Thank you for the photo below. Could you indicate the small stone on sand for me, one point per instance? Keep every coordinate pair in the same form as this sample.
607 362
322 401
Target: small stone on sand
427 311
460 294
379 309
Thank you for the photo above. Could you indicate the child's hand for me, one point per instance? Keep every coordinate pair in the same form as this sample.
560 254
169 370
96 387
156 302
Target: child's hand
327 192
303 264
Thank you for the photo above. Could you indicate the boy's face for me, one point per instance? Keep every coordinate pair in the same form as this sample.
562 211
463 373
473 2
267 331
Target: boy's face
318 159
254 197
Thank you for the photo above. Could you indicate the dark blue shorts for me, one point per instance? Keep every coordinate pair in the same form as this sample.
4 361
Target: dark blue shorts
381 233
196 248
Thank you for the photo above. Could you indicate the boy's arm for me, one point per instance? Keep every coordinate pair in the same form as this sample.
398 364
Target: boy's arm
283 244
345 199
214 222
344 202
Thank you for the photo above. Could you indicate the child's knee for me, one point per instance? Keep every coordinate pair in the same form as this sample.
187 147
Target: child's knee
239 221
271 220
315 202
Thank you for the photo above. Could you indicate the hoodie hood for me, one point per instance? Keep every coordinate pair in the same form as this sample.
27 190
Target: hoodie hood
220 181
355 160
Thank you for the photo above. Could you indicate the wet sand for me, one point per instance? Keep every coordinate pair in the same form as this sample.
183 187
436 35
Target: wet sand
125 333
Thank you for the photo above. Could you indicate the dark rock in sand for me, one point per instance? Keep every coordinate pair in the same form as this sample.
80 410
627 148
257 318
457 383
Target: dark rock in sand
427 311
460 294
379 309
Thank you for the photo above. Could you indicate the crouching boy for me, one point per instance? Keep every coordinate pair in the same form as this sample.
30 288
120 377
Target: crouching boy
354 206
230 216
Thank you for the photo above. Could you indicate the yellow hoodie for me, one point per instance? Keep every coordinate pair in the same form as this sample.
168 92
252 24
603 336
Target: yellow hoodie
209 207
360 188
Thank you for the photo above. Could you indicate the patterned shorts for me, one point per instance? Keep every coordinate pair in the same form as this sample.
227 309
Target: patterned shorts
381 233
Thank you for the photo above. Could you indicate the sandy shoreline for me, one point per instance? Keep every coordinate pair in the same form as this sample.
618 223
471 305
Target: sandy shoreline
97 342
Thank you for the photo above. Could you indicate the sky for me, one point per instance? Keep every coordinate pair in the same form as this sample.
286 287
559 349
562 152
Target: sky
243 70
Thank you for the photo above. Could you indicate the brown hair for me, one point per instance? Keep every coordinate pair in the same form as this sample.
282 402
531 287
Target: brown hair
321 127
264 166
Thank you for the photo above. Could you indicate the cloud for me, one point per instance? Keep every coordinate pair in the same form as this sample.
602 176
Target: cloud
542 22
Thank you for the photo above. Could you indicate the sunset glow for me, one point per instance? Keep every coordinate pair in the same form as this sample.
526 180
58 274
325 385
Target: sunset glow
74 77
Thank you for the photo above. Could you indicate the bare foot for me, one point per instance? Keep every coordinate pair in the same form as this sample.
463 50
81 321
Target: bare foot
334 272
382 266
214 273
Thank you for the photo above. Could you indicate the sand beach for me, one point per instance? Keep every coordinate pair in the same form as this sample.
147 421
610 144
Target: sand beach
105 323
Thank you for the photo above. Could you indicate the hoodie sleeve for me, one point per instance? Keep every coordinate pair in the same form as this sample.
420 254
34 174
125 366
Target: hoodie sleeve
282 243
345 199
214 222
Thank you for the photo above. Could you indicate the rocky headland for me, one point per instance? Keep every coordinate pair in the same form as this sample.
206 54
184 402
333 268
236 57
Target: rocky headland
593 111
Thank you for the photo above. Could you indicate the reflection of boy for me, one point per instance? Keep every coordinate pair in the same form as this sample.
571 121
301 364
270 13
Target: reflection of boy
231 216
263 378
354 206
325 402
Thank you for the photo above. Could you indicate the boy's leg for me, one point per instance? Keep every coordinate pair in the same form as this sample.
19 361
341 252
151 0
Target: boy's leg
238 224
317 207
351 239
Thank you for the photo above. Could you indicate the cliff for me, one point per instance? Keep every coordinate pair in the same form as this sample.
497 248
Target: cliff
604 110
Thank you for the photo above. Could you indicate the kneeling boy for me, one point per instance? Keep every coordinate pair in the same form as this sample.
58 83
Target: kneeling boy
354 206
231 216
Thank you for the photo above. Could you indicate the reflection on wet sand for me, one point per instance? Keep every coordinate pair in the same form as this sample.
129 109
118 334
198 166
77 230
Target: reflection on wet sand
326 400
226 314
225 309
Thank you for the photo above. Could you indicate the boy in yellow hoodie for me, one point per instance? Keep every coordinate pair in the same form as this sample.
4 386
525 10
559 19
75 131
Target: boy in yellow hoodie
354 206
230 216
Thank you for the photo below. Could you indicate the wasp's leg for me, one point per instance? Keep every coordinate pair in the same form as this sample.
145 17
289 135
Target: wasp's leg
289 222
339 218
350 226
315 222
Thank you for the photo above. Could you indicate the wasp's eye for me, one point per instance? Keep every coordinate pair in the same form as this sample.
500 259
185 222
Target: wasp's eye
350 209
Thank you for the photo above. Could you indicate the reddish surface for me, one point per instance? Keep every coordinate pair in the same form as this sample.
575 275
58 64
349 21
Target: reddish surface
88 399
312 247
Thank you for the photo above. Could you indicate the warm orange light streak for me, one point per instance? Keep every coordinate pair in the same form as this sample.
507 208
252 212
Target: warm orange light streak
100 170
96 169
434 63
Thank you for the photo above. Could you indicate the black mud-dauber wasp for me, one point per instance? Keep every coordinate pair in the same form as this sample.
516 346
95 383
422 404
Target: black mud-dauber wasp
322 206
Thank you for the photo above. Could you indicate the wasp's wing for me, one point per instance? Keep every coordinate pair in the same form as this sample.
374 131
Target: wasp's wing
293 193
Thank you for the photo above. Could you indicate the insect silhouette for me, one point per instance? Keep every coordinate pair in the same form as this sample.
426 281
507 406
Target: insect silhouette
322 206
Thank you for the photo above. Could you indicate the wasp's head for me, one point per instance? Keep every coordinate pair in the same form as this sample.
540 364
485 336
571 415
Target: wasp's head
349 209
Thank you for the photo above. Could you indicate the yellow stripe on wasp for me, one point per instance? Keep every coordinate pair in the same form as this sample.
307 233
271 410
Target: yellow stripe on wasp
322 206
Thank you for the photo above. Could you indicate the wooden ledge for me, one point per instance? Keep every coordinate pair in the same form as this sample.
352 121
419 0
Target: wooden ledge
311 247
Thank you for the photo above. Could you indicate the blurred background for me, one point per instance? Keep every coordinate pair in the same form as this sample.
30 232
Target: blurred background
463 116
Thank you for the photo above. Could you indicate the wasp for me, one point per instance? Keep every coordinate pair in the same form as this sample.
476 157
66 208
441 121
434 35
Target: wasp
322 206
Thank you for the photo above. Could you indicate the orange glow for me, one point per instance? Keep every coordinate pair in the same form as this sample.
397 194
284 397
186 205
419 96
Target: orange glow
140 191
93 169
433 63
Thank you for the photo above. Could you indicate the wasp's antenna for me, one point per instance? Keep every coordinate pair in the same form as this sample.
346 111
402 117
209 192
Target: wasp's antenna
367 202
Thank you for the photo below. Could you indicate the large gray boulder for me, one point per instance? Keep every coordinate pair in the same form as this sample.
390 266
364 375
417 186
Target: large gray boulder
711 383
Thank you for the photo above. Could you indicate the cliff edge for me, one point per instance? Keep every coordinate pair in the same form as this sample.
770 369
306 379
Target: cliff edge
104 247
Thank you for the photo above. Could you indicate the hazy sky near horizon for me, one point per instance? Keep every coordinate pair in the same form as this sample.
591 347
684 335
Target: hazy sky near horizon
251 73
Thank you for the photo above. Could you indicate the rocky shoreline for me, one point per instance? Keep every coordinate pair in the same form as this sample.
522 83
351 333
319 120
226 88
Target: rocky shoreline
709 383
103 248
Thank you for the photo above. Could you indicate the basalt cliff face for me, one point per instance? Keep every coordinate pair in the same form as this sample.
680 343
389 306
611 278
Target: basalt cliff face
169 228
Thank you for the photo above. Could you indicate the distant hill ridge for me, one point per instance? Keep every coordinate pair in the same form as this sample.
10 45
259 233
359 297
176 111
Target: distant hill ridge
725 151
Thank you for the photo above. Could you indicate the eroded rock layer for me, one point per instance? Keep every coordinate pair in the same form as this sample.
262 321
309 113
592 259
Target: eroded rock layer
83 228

__________________________________________________

**WRITTEN INSTRUCTION**
Begin at the row containing "Thank you for the photo above. Could you indicate the eroded" and stop after the last row. Write those rows out again, requests included, adding 32 to every coordinate in the answers while leaving the sample coordinates under each request unchanged.

**SOLUTION TO THE EXERCISE**
Thank you for the photo above. Could you indicate the eroded rock layer for me, one point per instance? Keep every coordinate pair in the same form as this sample.
262 321
309 113
592 259
Target: eroded rock layer
115 260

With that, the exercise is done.